## Text under study
>>>>>

Yesterday I took my youngest on a tortuous trip to the Doctor and brought my oldest home early from school sick so, it seemed like a good time to post this little bit about sickness and death that I wrote a little while back.  Enjoy.

. . . I have set
before you life and death, blessings and curses.  Choose life . . .” Deut. 30:15

I headed out to see the Doctor one Wednesday this past fall to be treated for
a sinus infection.  I was pretty sure I
had it by Wednesday of the week before, but my husband was having his wisdom teeth
out on Thursday and I was in denial and hoping to avoid a Doctor visit.  It started as it often does with a head cold
that moved quickly into my chest and a week later I was
still swallowing and blowing out mucus in a wide variety of greens that rivaled the arrival of spring. 
A few days into it all the low-grade fever started, just low enough to
think I was imagining it, but high enough to make my aching body fall into a
miserable stupor every evening.

<<<<<

## Explore the material
1/ Decide whether each statement agrees with the post about sickness. Answer yes or no, and quote the words of the post that decide it. (a) The writer's husband had his wisdom teeth out on a Thursday. (b) The writer went to see the Doctor in the spring. (c) The fever began at the same time as the head cold.
2/ Transcribe the part of the post about sickness between "I headed out" and "arrival of spring.", inclusive.

## Supplied information

>>>>>

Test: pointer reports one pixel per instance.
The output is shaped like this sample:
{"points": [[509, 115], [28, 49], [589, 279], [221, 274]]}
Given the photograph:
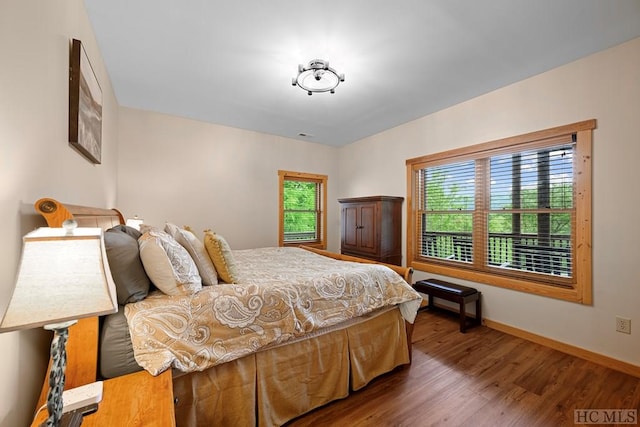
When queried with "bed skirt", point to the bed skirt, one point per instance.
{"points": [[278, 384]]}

<<<<<
>>>>>

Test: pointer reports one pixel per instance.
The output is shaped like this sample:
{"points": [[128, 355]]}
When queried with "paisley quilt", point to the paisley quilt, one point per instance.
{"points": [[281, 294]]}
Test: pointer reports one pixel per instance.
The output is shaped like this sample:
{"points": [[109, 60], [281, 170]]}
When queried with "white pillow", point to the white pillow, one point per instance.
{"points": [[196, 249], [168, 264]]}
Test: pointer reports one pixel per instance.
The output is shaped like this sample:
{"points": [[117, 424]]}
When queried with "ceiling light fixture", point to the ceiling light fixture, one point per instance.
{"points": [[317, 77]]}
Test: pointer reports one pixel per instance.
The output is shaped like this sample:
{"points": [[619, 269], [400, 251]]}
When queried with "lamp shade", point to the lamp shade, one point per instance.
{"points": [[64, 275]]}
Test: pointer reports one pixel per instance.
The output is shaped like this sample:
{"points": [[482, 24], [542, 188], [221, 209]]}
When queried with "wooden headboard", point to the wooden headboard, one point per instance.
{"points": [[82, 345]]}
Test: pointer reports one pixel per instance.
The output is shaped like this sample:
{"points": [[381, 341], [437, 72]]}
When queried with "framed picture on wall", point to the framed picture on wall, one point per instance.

<<<<<
>>>>>

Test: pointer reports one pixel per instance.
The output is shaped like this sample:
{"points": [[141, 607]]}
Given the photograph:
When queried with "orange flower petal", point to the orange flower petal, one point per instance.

<<<<<

## Answers to the exercise
1/
(a) Yes: "my husband was having his wisdom teeth out on Thursday"
(b) No: "I headed out to see the Doctor one Wednesday this past fall"
(c) No: "A few days into it all the low-grade fever started"

2/
I headed out to see the Doctor one Wednesday this past fall to be treated for
a sinus infection.  I was pretty sure I
had it by Wednesday of the week before, but my husband was having his wisdom teeth
out on Thursday and I was in denial and hoping to avoid a Doctor visit.  It started as it often does with a head cold
that moved quickly into my chest and a week later I was
still swallowing and blowing out mucus in a wide variety of greens that rivaled the arrival of spring.